Activity: Copy the data verbatim, from its first line through the line that contains "positive clicks: (1298, 677) (634, 690)", and stop there.

━━━━━━━━━━━━━━━━

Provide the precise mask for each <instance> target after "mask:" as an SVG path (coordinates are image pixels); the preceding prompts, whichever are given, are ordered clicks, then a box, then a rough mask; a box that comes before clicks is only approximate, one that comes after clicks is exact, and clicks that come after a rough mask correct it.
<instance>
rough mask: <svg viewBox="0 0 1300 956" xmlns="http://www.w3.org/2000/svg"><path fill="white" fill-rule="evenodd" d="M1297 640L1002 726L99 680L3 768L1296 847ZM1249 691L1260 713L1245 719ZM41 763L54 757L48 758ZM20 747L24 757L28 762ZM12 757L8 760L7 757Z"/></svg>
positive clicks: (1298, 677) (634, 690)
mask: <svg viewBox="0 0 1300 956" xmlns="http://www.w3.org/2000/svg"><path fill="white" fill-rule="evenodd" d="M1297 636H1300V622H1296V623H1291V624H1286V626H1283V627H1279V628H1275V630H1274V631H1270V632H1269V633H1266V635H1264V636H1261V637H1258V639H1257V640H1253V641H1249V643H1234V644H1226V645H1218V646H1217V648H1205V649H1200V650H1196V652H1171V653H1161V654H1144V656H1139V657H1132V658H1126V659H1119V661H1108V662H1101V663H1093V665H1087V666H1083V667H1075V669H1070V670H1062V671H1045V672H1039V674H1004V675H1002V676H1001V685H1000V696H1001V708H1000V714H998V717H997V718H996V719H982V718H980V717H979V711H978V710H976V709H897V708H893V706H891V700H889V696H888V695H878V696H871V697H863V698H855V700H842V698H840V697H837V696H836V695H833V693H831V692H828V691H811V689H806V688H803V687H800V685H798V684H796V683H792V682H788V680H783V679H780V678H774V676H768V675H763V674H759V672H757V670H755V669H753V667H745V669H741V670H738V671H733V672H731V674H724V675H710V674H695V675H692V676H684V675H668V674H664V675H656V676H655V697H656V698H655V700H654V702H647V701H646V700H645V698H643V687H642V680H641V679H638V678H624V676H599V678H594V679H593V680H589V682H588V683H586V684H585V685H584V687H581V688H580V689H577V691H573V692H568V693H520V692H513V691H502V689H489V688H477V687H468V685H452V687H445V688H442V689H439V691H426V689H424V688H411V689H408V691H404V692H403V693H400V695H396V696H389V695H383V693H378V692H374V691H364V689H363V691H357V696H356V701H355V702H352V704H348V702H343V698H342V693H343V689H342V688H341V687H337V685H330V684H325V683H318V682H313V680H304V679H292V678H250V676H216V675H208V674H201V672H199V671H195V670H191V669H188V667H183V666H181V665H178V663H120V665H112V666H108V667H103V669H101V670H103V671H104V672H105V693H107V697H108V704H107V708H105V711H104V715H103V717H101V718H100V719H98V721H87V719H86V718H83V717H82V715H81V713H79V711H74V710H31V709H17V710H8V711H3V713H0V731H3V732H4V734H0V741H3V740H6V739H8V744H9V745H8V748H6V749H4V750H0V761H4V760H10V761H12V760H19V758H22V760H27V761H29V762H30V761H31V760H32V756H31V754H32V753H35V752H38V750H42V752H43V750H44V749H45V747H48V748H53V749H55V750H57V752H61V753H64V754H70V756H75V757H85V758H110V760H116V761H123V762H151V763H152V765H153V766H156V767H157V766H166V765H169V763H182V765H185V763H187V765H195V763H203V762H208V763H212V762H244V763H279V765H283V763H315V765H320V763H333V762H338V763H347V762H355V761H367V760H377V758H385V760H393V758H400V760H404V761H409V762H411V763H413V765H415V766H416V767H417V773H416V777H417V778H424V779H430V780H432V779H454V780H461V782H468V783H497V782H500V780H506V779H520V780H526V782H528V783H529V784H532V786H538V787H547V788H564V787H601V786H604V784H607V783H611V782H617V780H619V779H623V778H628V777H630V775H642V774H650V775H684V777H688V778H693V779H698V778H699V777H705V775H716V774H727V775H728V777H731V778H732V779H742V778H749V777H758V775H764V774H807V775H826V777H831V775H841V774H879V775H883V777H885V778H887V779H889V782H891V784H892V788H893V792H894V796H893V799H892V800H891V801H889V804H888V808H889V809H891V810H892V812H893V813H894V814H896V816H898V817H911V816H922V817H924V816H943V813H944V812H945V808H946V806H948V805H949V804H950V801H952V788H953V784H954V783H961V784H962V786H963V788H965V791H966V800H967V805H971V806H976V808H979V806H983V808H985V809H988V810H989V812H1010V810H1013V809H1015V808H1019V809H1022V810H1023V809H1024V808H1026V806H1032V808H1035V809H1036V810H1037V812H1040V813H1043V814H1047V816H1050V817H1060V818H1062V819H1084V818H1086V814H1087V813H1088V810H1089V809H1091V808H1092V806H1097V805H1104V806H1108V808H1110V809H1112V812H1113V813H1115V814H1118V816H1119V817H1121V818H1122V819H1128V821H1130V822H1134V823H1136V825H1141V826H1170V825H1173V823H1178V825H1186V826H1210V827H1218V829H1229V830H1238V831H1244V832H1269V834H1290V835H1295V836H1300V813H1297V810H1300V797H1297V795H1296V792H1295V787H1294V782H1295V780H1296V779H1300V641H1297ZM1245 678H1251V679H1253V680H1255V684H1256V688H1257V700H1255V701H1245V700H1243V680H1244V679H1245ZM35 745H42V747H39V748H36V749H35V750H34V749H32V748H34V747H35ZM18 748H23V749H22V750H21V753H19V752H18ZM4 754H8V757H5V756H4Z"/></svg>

━━━━━━━━━━━━━━━━

Result for this task:
Provide the precise mask for each <instance> target after "mask:" as an SVG path (coordinates are image pixels); the preceding prompts, whichever are given, are ordered clicks, then a box, then a rough mask; a box that comes before clicks is only approximate, one that comes after clicks is exact, and clicks that come after a rough mask correct it.
<instance>
rough mask: <svg viewBox="0 0 1300 956" xmlns="http://www.w3.org/2000/svg"><path fill="white" fill-rule="evenodd" d="M1297 640L1002 726L99 680L3 768L1296 847ZM1249 691L1260 713L1245 719ZM41 763L54 757L48 758ZM20 747L24 757L28 762ZM12 757L8 760L7 757Z"/></svg>
positive clicks: (1298, 677) (634, 690)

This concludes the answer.